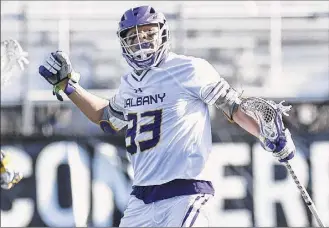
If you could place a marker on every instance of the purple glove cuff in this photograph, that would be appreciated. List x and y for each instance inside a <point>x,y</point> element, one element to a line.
<point>69,88</point>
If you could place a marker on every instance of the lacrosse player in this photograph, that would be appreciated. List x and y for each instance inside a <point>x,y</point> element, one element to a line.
<point>164,104</point>
<point>12,55</point>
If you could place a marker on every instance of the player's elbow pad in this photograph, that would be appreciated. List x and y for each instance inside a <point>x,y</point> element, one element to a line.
<point>226,98</point>
<point>112,120</point>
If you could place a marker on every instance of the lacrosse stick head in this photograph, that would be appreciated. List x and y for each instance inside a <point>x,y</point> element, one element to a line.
<point>267,114</point>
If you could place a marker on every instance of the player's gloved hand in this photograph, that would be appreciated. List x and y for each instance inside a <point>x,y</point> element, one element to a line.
<point>282,148</point>
<point>9,177</point>
<point>12,54</point>
<point>58,71</point>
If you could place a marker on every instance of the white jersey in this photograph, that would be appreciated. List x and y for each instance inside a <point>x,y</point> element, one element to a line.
<point>169,131</point>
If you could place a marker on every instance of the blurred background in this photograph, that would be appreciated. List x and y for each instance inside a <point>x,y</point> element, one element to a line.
<point>78,176</point>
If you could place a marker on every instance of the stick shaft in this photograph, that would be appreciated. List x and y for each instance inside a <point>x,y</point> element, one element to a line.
<point>304,194</point>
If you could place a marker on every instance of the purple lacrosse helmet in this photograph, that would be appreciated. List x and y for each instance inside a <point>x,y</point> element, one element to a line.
<point>143,54</point>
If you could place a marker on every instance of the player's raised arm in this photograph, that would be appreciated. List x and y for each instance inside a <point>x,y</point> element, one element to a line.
<point>58,71</point>
<point>215,90</point>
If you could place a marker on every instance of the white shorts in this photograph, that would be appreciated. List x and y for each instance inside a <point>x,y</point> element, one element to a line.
<point>180,211</point>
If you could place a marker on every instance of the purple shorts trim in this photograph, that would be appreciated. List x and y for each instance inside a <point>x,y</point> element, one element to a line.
<point>177,187</point>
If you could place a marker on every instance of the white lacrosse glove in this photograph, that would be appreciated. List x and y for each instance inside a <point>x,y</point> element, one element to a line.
<point>58,71</point>
<point>9,177</point>
<point>12,55</point>
<point>283,148</point>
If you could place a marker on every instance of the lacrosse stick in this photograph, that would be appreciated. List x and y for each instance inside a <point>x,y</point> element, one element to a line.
<point>266,113</point>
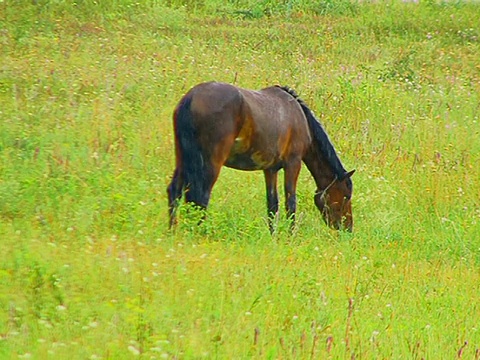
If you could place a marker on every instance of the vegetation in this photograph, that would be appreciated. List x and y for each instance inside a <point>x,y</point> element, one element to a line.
<point>88,268</point>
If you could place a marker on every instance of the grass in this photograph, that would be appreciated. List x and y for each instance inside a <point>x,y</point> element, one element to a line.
<point>88,268</point>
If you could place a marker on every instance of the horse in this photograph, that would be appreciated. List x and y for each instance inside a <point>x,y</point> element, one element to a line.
<point>218,124</point>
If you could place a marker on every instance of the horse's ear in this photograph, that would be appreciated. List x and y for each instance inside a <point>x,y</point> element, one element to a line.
<point>350,173</point>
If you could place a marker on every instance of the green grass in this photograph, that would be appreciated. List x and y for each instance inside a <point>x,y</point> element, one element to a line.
<point>88,268</point>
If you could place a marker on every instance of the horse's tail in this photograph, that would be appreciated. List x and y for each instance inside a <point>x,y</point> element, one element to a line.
<point>191,156</point>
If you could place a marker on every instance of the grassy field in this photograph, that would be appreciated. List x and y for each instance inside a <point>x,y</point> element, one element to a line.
<point>88,268</point>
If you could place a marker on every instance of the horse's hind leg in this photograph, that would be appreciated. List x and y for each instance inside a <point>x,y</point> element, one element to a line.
<point>174,191</point>
<point>272,198</point>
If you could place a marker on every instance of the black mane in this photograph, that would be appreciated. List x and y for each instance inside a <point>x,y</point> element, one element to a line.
<point>321,138</point>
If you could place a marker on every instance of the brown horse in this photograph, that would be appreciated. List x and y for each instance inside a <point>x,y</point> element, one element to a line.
<point>218,124</point>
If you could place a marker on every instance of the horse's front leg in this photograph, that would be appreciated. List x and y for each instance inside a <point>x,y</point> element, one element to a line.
<point>291,177</point>
<point>272,197</point>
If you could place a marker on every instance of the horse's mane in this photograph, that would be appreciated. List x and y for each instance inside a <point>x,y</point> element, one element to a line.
<point>319,135</point>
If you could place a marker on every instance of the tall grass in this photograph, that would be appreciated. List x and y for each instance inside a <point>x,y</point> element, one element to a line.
<point>88,268</point>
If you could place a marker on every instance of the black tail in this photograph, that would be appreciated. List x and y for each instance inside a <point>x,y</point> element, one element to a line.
<point>193,167</point>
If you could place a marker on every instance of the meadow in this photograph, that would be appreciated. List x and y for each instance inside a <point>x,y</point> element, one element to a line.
<point>88,267</point>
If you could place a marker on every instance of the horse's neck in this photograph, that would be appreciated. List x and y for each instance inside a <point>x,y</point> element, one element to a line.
<point>319,168</point>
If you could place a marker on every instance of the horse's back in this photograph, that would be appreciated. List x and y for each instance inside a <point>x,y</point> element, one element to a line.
<point>247,129</point>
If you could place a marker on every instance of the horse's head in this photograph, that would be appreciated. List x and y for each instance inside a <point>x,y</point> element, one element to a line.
<point>334,202</point>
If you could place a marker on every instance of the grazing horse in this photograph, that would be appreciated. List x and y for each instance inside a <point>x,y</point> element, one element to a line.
<point>218,124</point>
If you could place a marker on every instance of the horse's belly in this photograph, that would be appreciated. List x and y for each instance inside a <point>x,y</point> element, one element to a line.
<point>249,161</point>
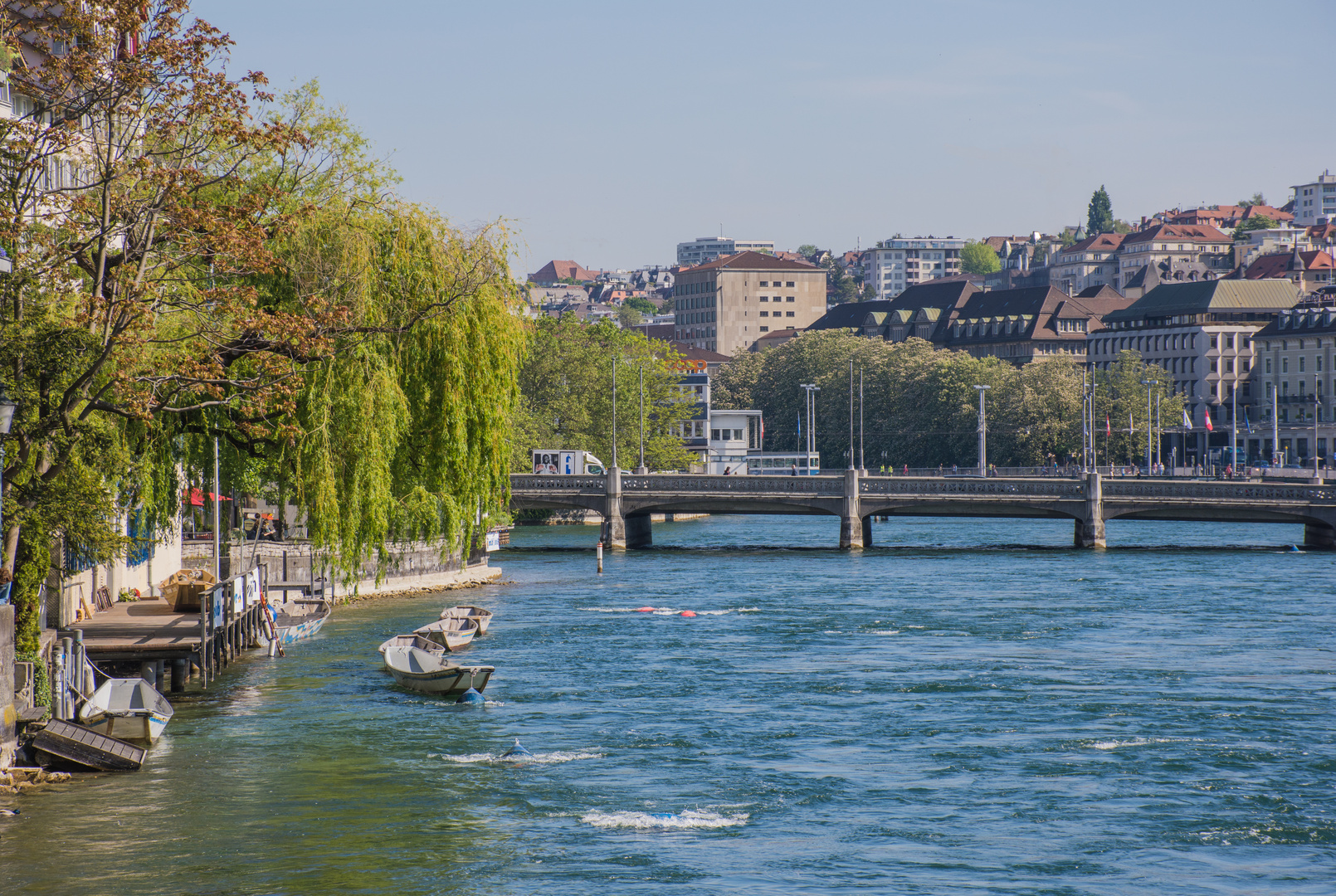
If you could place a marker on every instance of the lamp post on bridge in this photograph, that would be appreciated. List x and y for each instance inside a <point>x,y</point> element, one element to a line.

━━━━━━━━━━

## Task item
Your reply should be the full data above, copied exactly, with no pictures in it.

## Response
If you could place a marker on every instance of the purple glove cuff in this photograph, that would be appreciated. List x and y for each instance inside a <point>x,y</point> element, one element to a line.
<point>69,88</point>
If you could place a marker on every instance of the lacrosse player in this photograph, that would be appreciated. List x and y for each instance inside a <point>x,y</point> element, one element to a line.
<point>164,104</point>
<point>12,55</point>
If you could place a marker on every instance of the player's elbow pad in this photograph, that would be appreciated. List x and y for each instance inside a <point>x,y</point> element, one element to a line.
<point>226,98</point>
<point>112,120</point>
If you could place a marker on every instance of the lacrosse stick head in this photograph, that would be appreciated. List x and y for each instance inside a <point>x,y</point> element, one element to a line.
<point>267,114</point>
If you could place a marker on every instance of the player's gloved hand in this photograph, that would be appreciated. List x and y for each instance inside a <point>x,y</point> element, one element to a line.
<point>282,148</point>
<point>9,177</point>
<point>12,54</point>
<point>58,71</point>
If you could place a marker on every instance of the white jersey in this photograph, that would be appreciated. List x and y for each instance inside a <point>x,y</point> element, one element to a line.
<point>169,131</point>
If you could place a marker on every instance of the blurred background in this photograph, that would be appreciated. List x and y for each instance inside a <point>x,y</point> element, one element to a line.
<point>78,176</point>
If you could place a marker on every instance of the stick shaft in this photograph, that would be appreciated. List x and y for each instance inside a <point>x,y</point> element, one element to a line.
<point>304,194</point>
If you could place a marker on every instance of the purple lacrosse helmet in this photograph, that would be appreciated. List x and y for each instance inside a <point>x,y</point> element, one element to a line.
<point>143,54</point>
If you could place a marker on every instance of the player's raised arm in this photograph, that would be appreciated. List x and y for each instance inside a <point>x,y</point> element, one element to a line.
<point>58,71</point>
<point>215,90</point>
If you could place a marker on every instance of the white shorts in this photograph, that would be appreciated. List x and y for each instance inside a <point>x,y</point> element, one element to a line.
<point>180,211</point>
If you could place a marker on every instance of the purple shorts trim in this photograph, that would be appreciated. List x and y for each instance inside a <point>x,y</point> element, one element to a line.
<point>177,187</point>
If you could place a marker on every instance of the white lacrosse glove in this photograph, that would be appreciated. List x and y for each instance inside a <point>x,y</point> element, one element to a line.
<point>58,71</point>
<point>9,177</point>
<point>12,55</point>
<point>283,148</point>
If you could place a marker on every instance of the lacrosse stick in this photograph, that would be appreciated. List x and y for each instance inside a <point>x,y</point> element, one element to a line.
<point>266,113</point>
If you could place a marker on every instance of the vegetation in this photograph, that would be appreciated. List x and y for each instance inside a <point>x,y</point> element, one element to a line.
<point>88,268</point>
If you could place a marker on every instance of the grass in this photograph, that would be appreciated. List x and y for each instance inside a <point>x,y</point> element, one element to a line.
<point>88,268</point>
If you could place a marker on every instance of the horse in this photograph, that would be appreciated. List x and y for each instance inside a <point>x,y</point> element, one element to a line.
<point>218,124</point>
If you could place a marker on every instance of the horse's ear in this photograph, that would be appreciated. List x and y for each instance inside a <point>x,y</point> element, one element to a line.
<point>350,173</point>
If you could place a marker on every instance of the green grass in this photograph, that would be appreciated. List x and y for each instance inside a <point>x,y</point> element, one element to a line.
<point>88,268</point>
If you could place a marker on every instance of the horse's tail in this photograph, that would be appreciated. List x and y for each instance inside a <point>x,y</point> element, one element to a line.
<point>191,156</point>
If you could place a marker on every instance of the grassy field in this photograph, that would be appreciated. List x and y for each instance inside a <point>x,y</point> element, one element to a line.
<point>88,268</point>
If you could place a marker on every instance of the horse's hind leg in this photograph, that would be appreciated. List x and y for each instance inside a <point>x,y</point> element, one element to a line.
<point>174,191</point>
<point>272,198</point>
If you could place a marker on every instance of the black mane in this photograph, that would be appreciated. List x and y for each instance inside a <point>x,y</point> element, one element to a line.
<point>321,138</point>
If you could place a marker on every instance of the brown horse in this photograph, that would be appreciated. List x and y for each instance inside a <point>x,y</point> element, one element to a line.
<point>218,124</point>
If you could place a marker on every instance of the horse's front leg in this photograph, that would be appreciated. List x and y for each instance inside a <point>x,y</point> element, one element to a line.
<point>291,177</point>
<point>272,197</point>
If you could place a marker on every instance of the horse's mane in this photograph, that would be appreciated. List x and y for each instance inside a <point>x,y</point> element, one element to a line.
<point>319,135</point>
If you could place a marker on every instance of the tall grass in this photograph, that would be appreciated. List x and y for each instance inside a <point>x,y</point> element, one element to a line.
<point>88,268</point>
If you could place a marker on every instance of the black tail in this photograph, that would be appreciated. List x and y for each instance inside a <point>x,y</point> element, one element to a line.
<point>193,167</point>
If you could place a marker on every instance of the meadow in this photograph, that would be appreciated. List x and y for each instance inside a <point>x,y</point> element, one element to a line.
<point>88,267</point>
If you could place a marker on every instance of the horse's neck in this photograph, that would be appreciated. List x and y for each instance inside a <point>x,y</point> element, one element to a line.
<point>319,168</point>
If you could place a marker on every instance of the horse's back in this photograph, that would be appreciated. List x and y for each instance inside a <point>x,y</point> element, one element to a line.
<point>247,129</point>
If you could place a marker on every instance of the horse's head in this photograph, that would be appreciated. List x and y for each instance inside a <point>x,y</point> element, one element to a line.
<point>334,202</point>
If you could place a marker on every instance of the grazing horse in this photograph, that would be appreciated. List x and y for each instance inside a <point>x,y</point> element, one element to a line.
<point>218,124</point>
If you could place a marker on every instance of the horse's belly in this photograph, that would be appreciated. List x and y for each instance inside a <point>x,y</point> element, one element to a line.
<point>249,161</point>
If you could place a marker on every instance of the lamp post on bridge in this photograph, that would be appreciated. List x and y for each instance inside a <point>x,y</point> element, one element to a line.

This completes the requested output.